> _What you are asked to do_
Copy the listing below, substituting "one dot for each instance" for each occurrence of "a dot per instance" and keeping every other line and character the same.

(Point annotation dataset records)

════

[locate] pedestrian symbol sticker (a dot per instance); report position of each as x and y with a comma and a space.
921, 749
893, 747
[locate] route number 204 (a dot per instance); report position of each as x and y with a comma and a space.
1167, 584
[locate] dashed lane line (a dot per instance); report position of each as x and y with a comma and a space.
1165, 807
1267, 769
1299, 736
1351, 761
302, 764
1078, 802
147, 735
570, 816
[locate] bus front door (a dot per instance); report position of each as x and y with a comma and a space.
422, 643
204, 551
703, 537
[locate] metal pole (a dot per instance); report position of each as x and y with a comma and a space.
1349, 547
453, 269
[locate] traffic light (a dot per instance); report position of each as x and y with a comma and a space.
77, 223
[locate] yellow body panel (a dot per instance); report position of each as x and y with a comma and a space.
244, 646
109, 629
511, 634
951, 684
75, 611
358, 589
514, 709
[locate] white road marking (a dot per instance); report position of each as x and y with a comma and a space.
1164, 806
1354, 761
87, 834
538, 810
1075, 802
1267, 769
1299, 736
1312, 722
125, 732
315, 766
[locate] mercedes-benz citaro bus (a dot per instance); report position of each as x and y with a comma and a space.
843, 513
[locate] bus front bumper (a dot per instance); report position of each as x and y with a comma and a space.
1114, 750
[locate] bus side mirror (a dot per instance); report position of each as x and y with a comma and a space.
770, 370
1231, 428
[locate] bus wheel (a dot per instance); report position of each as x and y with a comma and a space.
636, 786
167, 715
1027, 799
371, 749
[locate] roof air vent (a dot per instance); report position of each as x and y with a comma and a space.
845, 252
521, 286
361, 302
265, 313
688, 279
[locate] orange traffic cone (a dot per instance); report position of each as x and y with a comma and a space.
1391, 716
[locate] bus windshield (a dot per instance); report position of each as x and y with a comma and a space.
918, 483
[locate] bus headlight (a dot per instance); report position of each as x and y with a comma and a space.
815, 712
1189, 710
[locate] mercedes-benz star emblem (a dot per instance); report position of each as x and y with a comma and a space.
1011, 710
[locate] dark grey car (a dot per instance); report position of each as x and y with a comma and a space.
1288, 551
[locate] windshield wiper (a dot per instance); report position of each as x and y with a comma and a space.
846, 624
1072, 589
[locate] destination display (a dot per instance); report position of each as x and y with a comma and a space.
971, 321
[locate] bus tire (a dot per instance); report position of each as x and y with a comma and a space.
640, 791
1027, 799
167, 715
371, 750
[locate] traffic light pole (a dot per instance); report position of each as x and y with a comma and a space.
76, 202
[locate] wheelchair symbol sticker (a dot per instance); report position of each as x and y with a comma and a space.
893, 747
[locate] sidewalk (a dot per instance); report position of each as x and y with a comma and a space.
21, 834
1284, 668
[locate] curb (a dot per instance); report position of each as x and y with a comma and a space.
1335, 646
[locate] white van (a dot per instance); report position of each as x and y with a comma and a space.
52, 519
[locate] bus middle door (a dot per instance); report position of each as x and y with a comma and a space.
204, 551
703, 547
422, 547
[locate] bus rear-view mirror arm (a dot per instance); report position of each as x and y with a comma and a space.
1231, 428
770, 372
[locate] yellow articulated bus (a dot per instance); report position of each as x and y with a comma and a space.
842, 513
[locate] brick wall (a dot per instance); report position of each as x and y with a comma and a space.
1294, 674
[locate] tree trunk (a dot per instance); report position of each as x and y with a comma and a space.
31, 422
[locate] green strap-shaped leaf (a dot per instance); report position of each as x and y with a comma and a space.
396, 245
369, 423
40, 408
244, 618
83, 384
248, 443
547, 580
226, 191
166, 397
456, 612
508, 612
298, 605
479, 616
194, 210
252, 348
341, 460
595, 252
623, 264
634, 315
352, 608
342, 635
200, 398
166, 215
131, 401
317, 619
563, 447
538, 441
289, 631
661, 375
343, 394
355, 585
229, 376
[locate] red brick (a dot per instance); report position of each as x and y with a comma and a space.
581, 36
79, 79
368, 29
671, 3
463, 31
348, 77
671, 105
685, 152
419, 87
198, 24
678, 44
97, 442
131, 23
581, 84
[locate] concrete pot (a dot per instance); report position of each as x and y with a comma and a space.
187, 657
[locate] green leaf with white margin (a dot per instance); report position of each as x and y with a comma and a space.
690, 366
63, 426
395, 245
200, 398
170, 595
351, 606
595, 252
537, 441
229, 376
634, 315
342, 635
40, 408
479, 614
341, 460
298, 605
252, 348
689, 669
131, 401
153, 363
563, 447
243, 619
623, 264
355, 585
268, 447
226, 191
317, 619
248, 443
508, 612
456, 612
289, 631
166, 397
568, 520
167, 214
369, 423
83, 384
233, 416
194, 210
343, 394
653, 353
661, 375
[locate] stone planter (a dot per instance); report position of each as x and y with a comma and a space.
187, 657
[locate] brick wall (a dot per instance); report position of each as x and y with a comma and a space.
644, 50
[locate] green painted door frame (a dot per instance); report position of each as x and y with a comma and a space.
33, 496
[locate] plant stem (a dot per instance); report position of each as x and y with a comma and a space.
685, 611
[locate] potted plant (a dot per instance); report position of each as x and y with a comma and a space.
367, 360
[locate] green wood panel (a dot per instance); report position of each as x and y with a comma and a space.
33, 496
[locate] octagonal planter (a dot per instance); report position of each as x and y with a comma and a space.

════

> _Full output_
[locate] pedestrian symbol sticker (one dot for each instance); report position of each as x and y with a comma and a space.
921, 749
893, 747
[locate] route number 204 (one dot for each instance); report position of each as x and y with a comma and a space.
1167, 584
[locate] dashed lane line (one dot for each instance); report position of each as x and y with a comma and a space.
1165, 807
1267, 769
1299, 736
1351, 761
302, 764
1078, 802
147, 735
570, 816
[locate] bus front door (one dot for each instance); report position of each as x and y with a comma and a space.
422, 643
204, 551
703, 537
[locate] metal pole (one dot for each instance); report position of each as x and y with a comma and a space.
1349, 547
453, 269
[locate] traffic light (one dot for each instance); report position of each as x and y with a comma and a space.
77, 223
[locate] yellow body panel (one dot for each instance); report position of each as x and y with a comma and a space.
244, 646
109, 629
511, 634
951, 684
75, 611
358, 589
514, 709
[locate] white road marking (one dot for each instance); report position of each as x and y with a comma and a space.
1164, 806
1354, 761
87, 834
538, 810
1075, 802
1267, 769
1299, 736
1312, 722
125, 732
315, 766
[locate] mercedes-benz citaro bus (one dot for each instance); report position of each as x and y with a comma and a space.
843, 513
[locate] bus front bumper (one dot for each instance); report position of each as x and y with a comma and a space.
1114, 750
[locate] bus side mirror (one dot for each instance); report position of each as x and y with a comma and a space.
770, 370
1231, 428
[locate] bus wheel (one dot for each instance); report position of each as x and y with a comma and a space.
636, 786
167, 715
1027, 799
371, 749
[locate] roof air vent (one dot for each instance); report position of each as x and y with a comma and a space.
845, 252
521, 286
361, 302
265, 313
688, 279
[locate] orange traffic cone (one dot for each instance); report position of each as x and y with a comma and a space.
1391, 716
[locate] bus windshield (one dot for each instance); report position of each as x and y with a comma and a space.
918, 483
[locate] bus headlight (one dot for each instance); report position of each as x and y with a comma and a space.
815, 712
1189, 710
[locate] mercedes-benz star emblem (one dot for each instance); report position of each as x and y with a comma and a space.
1011, 710
[locate] dark grey car (one dot for each instance); report position of each as x and y with a comma and a space.
1288, 551
[locate] windshield wiper (one dot for each instance); report position of each as x and y with a comma and a space.
846, 624
1072, 589
[locate] destination display (one dot for each instance); report position of each as x and y with a comma and a space.
971, 321
[locate] bus tire (one dot for each instance); report position of each as x and y with a comma and a space.
640, 791
1027, 799
167, 715
371, 750
[locate] traffic light pole (one dot for each instance); report position of each as x and y with a comma and a space.
76, 202
[locate] wheelchair symbol sticker (one dot for each instance); report position of each as x and y with a comma and a space.
893, 747
[locate] sidewalk (one dot for each instance); report position of each as x and y with a comma and a space.
21, 834
1284, 668
[locate] curb (one dot for each instance); report position of each as x and y with a comma and a space.
1335, 646
[locate] white van (one dot for each instance); report position of each as x and y with a comma and a space.
52, 519
[locate] bus middle door (one dot for each instance); report position of each as x and y with a comma and a space.
204, 551
703, 547
422, 547
[locate] bus rear-view mirror arm (one dot for each instance); report position of each as x and y with a comma and a space.
1231, 428
770, 372
[locate] yellow articulated bus (one dot for each instance); report position of each as x and y with a comma and a space.
842, 513
[locate] brick wall (one dot for each instance); report position of each as x and y with a comma and a space.
1294, 674
[locate] tree trunk (one dot for each instance); report position of each as x and y with a comma and a space.
31, 422
[locate] green strap-shaped leaf (one dot for each instance); report position of each as x and y with a comma and a space.
396, 245
369, 423
40, 408
244, 618
83, 384
248, 443
547, 580
226, 191
166, 397
456, 612
508, 612
298, 605
479, 616
194, 210
252, 348
341, 460
595, 252
623, 264
634, 315
352, 608
342, 635
200, 398
166, 215
131, 401
317, 619
563, 447
538, 441
289, 631
661, 375
343, 394
355, 585
229, 376
[locate] red brick (one dot for each instance); report position of each as x and y with a comma and a space.
581, 36
79, 79
368, 29
671, 3
463, 31
348, 77
671, 105
685, 152
419, 87
198, 24
678, 44
97, 442
131, 23
581, 84
[locate] concrete pot (one dot for each instance); report position of each as x and y with a comma and a space.
187, 657
[locate] green leaf with white margin (one dot for each instance); report position of each as x and y with a comma and a space.
690, 366
63, 426
395, 245
200, 398
170, 595
351, 606
595, 252
537, 441
229, 376
634, 315
342, 635
40, 408
479, 614
341, 460
298, 605
252, 348
689, 669
131, 401
153, 363
563, 447
243, 619
623, 264
355, 585
268, 447
226, 191
317, 619
248, 443
508, 612
456, 612
289, 631
166, 397
568, 520
167, 214
369, 423
83, 384
233, 416
194, 210
343, 394
653, 353
661, 375
[locate] stone planter (one dot for each instance); report position of each as x and y with a comma and a space.
187, 657
[locate] brick wall (one dot for each instance); report position of each as x and y with a comma and a space.
644, 50
[locate] green painted door frame (one dot for each instance); report position of each as x and y with a comma and a space.
33, 496
[locate] plant stem (one dot for each instance); report position of each as x and y with a comma and a space.
685, 611
[locate] potted plant (one dot for each instance); report position of each as x and y with a comma and a space.
367, 360
[locate] green wood panel (one dot for each instance); report position of each as x and y with a comma and a space.
33, 496
[locate] octagonal planter (one dot for each instance); report position of each as x and y with a comma and a space.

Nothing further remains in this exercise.